## Выбранный текст
====

Мы уже говорили об «эстафете» — когда спешащие курьеры или гонцы меняли на станции усталых лошадей вместе с седлом и стременами. Кстати, сам термин появился позже: стремена были изобретены уже после того, как люди научились быстро ездить верхом и уже много веков использовали сам принцип «эстафеты». А назвали этот принцип «эстафетой» лишь после изобретения стремян — корень слова «эстафета» от итальянского «стафера», что в переводе означает «стремя». Потом слово «эстафета» перешло в спорт, а затем стало употребляться и более широко.

Мы говорили и о «реле» — термине, родившемся тоже благодаря лошадям. Сейчас этот термин прочно вошел в лексикон связистов, употребляется в автоматике.

Мы говорим о ком-нибудь «необузданный» и не задумываемся часто, что происходит он от слова «узда». И еще реже приходит нам в голову, что «супружество» имеет общий корень со словом «упряжь».

А кому сейчас придет в голову связать слово «завод» с лошадьми? Между тем родилось это слово и первоначально существовало только в применении к лошадям: завод — сокращенное понятие «заводить лошадей». И «ремонт» — тоже «лошадиное» слово: в переводе с французского оно означает «пересесть на новую лошадь». В кавалерийских частях были специальные люди, «ремонтеры», поставляющие лошадей.

====

## Предоставленные данные
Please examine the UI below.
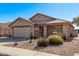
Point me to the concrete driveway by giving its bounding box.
[0,37,27,45]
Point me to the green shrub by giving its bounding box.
[37,38,49,47]
[53,32,65,39]
[48,35,64,45]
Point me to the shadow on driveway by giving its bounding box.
[0,37,26,42]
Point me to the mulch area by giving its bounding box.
[5,40,79,56]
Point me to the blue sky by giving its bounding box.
[0,3,79,28]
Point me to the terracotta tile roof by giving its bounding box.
[8,17,34,26]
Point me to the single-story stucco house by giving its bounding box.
[9,13,74,38]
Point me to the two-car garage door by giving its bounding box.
[14,27,31,38]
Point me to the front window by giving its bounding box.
[52,25,62,32]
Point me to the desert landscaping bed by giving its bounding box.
[4,40,79,56]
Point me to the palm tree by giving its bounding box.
[72,16,79,26]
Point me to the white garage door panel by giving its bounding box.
[14,27,31,37]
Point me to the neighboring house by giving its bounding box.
[0,22,10,36]
[9,13,74,38]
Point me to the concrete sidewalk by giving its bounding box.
[0,46,58,56]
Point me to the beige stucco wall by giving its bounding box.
[14,27,33,38]
[31,15,51,23]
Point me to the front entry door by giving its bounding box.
[39,26,44,37]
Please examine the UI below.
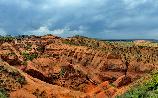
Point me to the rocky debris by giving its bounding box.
[113,75,132,87]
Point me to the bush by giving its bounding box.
[117,73,158,98]
[22,52,38,61]
[0,88,7,98]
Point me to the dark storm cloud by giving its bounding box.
[0,0,158,38]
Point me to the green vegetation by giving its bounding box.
[0,36,15,42]
[117,72,158,98]
[21,52,38,61]
[0,88,8,98]
[59,68,66,77]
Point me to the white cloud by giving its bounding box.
[123,0,149,9]
[24,26,85,37]
[0,28,7,36]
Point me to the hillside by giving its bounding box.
[0,35,158,98]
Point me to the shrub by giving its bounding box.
[117,73,158,98]
[0,88,7,98]
[22,52,38,61]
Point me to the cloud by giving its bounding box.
[0,0,158,39]
[24,26,86,37]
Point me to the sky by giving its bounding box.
[0,0,158,39]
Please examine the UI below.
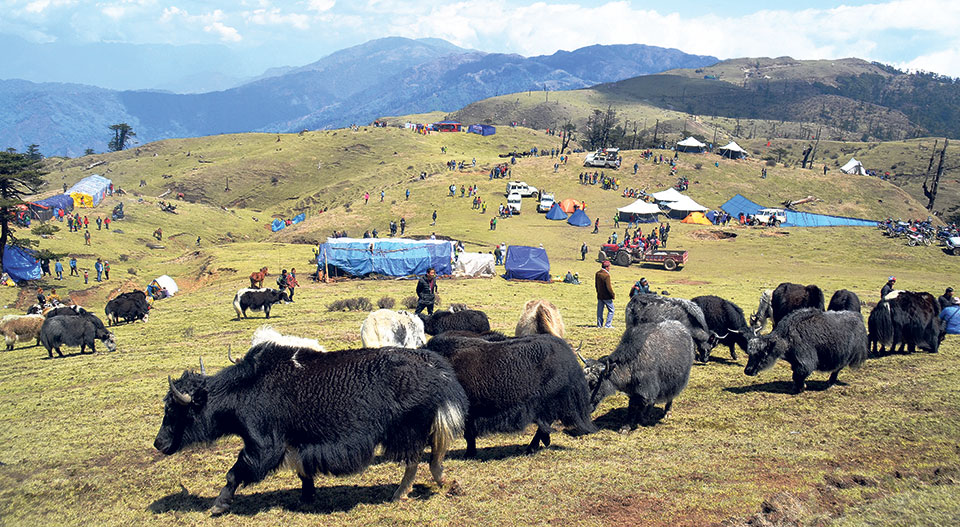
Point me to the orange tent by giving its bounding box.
[560,198,585,214]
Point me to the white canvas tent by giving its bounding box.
[840,157,867,176]
[717,141,747,159]
[653,188,683,201]
[453,253,497,277]
[677,137,707,154]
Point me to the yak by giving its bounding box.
[427,333,597,457]
[770,282,823,328]
[154,332,468,515]
[827,289,860,313]
[581,320,694,432]
[233,289,290,320]
[514,300,566,338]
[690,295,756,362]
[626,293,717,361]
[420,309,490,335]
[40,313,117,358]
[360,309,427,348]
[867,290,944,354]
[743,307,867,393]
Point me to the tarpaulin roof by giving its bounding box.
[503,245,550,282]
[319,238,453,276]
[720,194,877,227]
[567,209,593,227]
[3,245,43,282]
[547,203,567,220]
[617,199,660,214]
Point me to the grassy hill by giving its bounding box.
[0,127,960,526]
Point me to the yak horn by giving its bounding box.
[167,375,193,405]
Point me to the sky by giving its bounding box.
[0,0,960,77]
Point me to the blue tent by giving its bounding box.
[503,245,550,282]
[720,194,877,227]
[567,209,593,227]
[547,203,567,220]
[3,245,43,282]
[319,238,453,276]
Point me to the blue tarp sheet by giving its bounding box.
[3,245,43,282]
[319,238,453,276]
[720,194,877,227]
[547,203,567,220]
[567,209,593,227]
[503,245,550,282]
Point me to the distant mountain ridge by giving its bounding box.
[0,37,717,156]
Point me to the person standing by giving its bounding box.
[413,267,437,315]
[596,260,616,329]
[880,276,897,300]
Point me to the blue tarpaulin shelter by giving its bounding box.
[467,124,497,135]
[567,209,592,227]
[319,238,453,276]
[503,245,550,282]
[720,194,877,227]
[3,245,43,282]
[547,203,567,220]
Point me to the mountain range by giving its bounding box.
[0,37,717,156]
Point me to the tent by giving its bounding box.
[840,157,867,176]
[467,124,497,135]
[560,198,581,214]
[547,202,567,220]
[3,245,43,282]
[503,245,550,282]
[453,253,497,277]
[319,238,453,276]
[617,199,661,223]
[652,188,683,201]
[720,194,877,227]
[567,209,593,227]
[717,141,747,159]
[680,212,713,225]
[677,137,707,154]
[66,174,111,209]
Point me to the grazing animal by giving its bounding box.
[514,300,566,338]
[0,315,46,351]
[743,308,867,393]
[40,313,117,358]
[626,293,717,361]
[360,309,427,348]
[771,282,823,328]
[750,289,773,331]
[827,289,860,313]
[103,291,150,326]
[690,295,757,362]
[420,309,490,335]
[250,267,267,289]
[427,333,597,457]
[867,290,944,354]
[153,330,468,514]
[233,289,290,320]
[581,320,695,432]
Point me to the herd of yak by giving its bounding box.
[154,283,943,514]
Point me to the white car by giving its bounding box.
[537,193,554,212]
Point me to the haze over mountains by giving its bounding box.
[0,37,717,156]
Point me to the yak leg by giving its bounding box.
[393,461,418,501]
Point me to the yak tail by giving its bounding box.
[430,401,464,453]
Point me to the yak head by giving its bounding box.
[153,371,212,456]
[743,334,787,377]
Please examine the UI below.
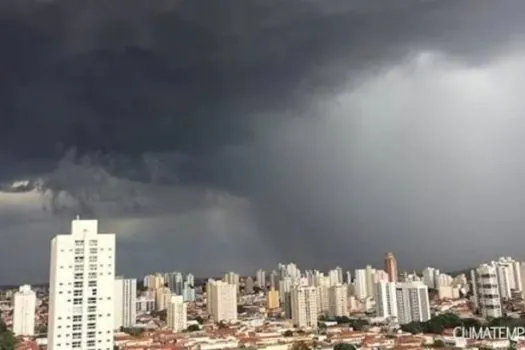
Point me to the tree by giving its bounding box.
[188,324,201,332]
[334,343,356,350]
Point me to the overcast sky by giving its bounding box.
[0,0,525,284]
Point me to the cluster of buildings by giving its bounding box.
[470,257,525,318]
[0,218,525,350]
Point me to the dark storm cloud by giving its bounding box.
[0,0,525,284]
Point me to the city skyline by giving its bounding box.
[0,0,525,283]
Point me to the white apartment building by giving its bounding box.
[166,295,188,333]
[256,270,266,288]
[13,285,36,336]
[365,265,376,298]
[471,264,503,318]
[354,269,368,300]
[374,281,397,318]
[423,267,439,288]
[206,280,237,322]
[290,286,319,329]
[396,282,430,324]
[144,273,165,290]
[48,217,115,350]
[224,272,240,291]
[155,287,173,311]
[328,284,349,317]
[114,277,137,329]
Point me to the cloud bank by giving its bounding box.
[0,0,525,282]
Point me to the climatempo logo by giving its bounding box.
[453,327,525,340]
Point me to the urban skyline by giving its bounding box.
[0,0,525,283]
[0,216,525,350]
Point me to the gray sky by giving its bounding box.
[0,0,525,283]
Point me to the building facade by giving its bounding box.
[48,218,115,350]
[13,285,36,336]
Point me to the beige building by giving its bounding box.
[266,287,280,310]
[166,295,188,332]
[290,286,319,329]
[207,280,237,322]
[328,284,348,317]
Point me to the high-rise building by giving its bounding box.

====

## Условие задания
Перепишите дословно отрывок из выбранного текста: начните с того места, где стоят слова «Мы уже говорили», и остановитесь после слов «употребляется в автоматике.». Эти данные никак не связаны с выбранным текстом.

## Ответ на задание
Мы уже говорили об «эстафете» — когда спешащие курьеры или гонцы меняли на станции усталых лошадей вместе с седлом и стременами. Кстати, сам термин появился позже: стремена были изобретены уже после того, как люди научились быстро ездить верхом и уже много веков использовали сам принцип «эстафеты». А назвали этот принцип «эстафетой» лишь после изобретения стремян — корень слова «эстафета» от итальянского «стафера», что в переводе означает «стремя». Потом слово «эстафета» перешло в спорт, а затем стало употребляться и более широко.

Мы говорили и о «реле» — термине, родившемся тоже благодаря лошадям. Сейчас этот термин прочно вошел в лексикон связистов, употребляется в автоматике.